____ TEXT EXTRACT
Q4. A bullet of mass 6g travelling at speed of 120 m/s penetrates deeply into [3]
a fixed target and is brought to rest in 0.1 s. Calculate the
i) distance of penetration in the target, and
ii) average retarding force exerted on the bullet
Answers
Answer :
➥ The Distance of penetration in the target = 6 m
➥ The force exerted on the bullet is -7200 N
Given :
➤ Mass of a bullet (m) = 6 g
➤ Intial velocity of a bullet (u) = 120 m/s
➤ Final velocity of a bullet (v) = 0 m/s
To Find :
➤ Distance covered by a bullet (s) = ?
➤ Force exerted on a bullet (F) = ?
Required Solution :
✒ To find the Distance penetration in the target and Force exerted on a bullet, first we need to find the acceleration of the a bullet, then after we will find the distance penetration in the target and Force exerted on a bullet.
We can find Acceleration of a bullet by using the first equation of motion which says v = u + at.
Here,
- v is the Final velocity in m/s.
- u is the Intial velocity in m/s.
- a is the Acceleration in m/s².
- t is the time taken in second.
✎ So let's calculate Acceleration (a) !
From first equation of motion
→ v = u + at
→ 0 = 120 + a × 0.1
→ 0 = 120 + 0.1a
→ 0 - 120 = 0.1a
→ -120 = 0.1a
→ -120/0.1 = a
→ -1200 = a
→ a = -1200 m/s²
Now, we have Intial velocity, Final velocity, Time taken and it's Acceleration of a bullet.
- Intial velocity = 120 m/s
- Final velocity = 0 m/s
- Time taken = 0.1 sec
- Acceleration = -1200 m/s²
We can find Distance of a bullet by using the second equation of motion which says s = ut + ½ at².
Here,
- s is the distance travelled in m.
________
____ GIVEN INFORMATION
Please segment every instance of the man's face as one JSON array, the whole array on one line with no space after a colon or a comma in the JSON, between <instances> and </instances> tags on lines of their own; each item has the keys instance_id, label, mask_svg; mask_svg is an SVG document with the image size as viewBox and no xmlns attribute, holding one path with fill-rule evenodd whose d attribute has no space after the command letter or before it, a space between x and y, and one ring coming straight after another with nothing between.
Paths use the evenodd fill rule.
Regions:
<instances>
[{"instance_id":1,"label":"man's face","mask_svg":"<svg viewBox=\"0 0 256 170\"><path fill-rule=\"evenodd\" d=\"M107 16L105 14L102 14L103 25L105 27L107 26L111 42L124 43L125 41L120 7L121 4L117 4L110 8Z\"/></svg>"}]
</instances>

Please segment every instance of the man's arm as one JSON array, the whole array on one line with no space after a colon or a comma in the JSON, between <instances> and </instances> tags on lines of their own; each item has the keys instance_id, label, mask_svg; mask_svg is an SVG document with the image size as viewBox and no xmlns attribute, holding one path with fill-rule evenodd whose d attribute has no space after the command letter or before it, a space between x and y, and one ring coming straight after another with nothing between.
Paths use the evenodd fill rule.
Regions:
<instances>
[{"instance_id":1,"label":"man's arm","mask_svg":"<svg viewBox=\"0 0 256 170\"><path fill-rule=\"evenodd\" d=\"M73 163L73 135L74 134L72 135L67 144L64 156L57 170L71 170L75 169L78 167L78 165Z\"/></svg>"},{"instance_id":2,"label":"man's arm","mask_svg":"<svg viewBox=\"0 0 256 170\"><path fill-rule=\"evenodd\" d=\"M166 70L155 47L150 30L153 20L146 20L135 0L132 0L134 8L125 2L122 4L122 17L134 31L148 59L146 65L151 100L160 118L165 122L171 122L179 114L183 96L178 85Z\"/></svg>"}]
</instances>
________
(SET OF TASKS):
[a] Decide whether each statement agrees with the bullet penetration solution above: (i) the acceleration is found with the first equation of motion; (ii) the bullet is brought to rest in 0.5 s; (iii) the distance of penetration is given as 12 m. Answer yes or no for each and quote the words of the solution that decide it.
[b] What value for the bullet's acceleration does the bullet penetration solution above arrive at?

(SOLVED PROBLEMS):
[a]
(i) Yes: "We can find Acceleration of a bullet by using the first equation of motion which says v = u + at."
(ii) No: "is brought to rest in 0.1 s"
(iii) No: "The Distance of penetration in the target = 6 m"

[b] a = -1200 m/s²